Natural-language object grounding data
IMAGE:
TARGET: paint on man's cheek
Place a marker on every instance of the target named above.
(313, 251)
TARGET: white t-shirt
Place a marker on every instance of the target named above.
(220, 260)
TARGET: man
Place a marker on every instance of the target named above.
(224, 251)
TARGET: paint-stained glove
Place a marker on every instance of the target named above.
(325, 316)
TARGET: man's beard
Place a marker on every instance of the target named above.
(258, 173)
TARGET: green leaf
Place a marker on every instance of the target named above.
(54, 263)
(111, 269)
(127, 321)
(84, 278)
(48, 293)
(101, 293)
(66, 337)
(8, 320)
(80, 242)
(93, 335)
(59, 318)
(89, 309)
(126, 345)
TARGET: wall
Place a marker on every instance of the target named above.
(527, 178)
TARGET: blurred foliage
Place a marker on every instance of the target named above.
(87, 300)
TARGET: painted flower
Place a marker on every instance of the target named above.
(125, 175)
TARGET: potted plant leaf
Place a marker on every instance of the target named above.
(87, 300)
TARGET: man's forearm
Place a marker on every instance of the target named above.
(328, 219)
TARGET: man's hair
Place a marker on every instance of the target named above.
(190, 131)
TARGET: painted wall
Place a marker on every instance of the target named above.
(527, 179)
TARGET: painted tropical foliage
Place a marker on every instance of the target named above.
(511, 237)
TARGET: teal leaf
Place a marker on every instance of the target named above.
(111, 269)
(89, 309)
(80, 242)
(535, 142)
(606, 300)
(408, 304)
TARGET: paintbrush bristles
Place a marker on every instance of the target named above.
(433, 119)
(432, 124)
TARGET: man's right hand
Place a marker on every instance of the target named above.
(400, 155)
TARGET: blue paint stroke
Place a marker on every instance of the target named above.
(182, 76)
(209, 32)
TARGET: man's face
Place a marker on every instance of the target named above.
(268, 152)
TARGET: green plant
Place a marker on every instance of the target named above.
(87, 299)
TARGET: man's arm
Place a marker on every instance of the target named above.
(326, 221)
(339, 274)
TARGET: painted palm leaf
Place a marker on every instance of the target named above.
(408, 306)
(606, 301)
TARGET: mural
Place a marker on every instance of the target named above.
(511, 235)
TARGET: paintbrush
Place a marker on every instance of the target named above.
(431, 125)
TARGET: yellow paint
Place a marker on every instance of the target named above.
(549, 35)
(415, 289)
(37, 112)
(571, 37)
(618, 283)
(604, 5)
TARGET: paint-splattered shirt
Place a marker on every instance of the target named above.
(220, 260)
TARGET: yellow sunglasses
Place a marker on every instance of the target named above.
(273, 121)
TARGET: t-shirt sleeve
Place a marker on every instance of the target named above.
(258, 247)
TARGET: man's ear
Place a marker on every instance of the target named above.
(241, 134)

TASK DIRECTIONS >>
Only lines that contain "painted" are needed, so copy each of them from the data.

EXERCISE ANSWER >>
TARGET: painted flower
TARGET: painted wall
TARGET: painted tropical foliage
TARGET: painted palm leaf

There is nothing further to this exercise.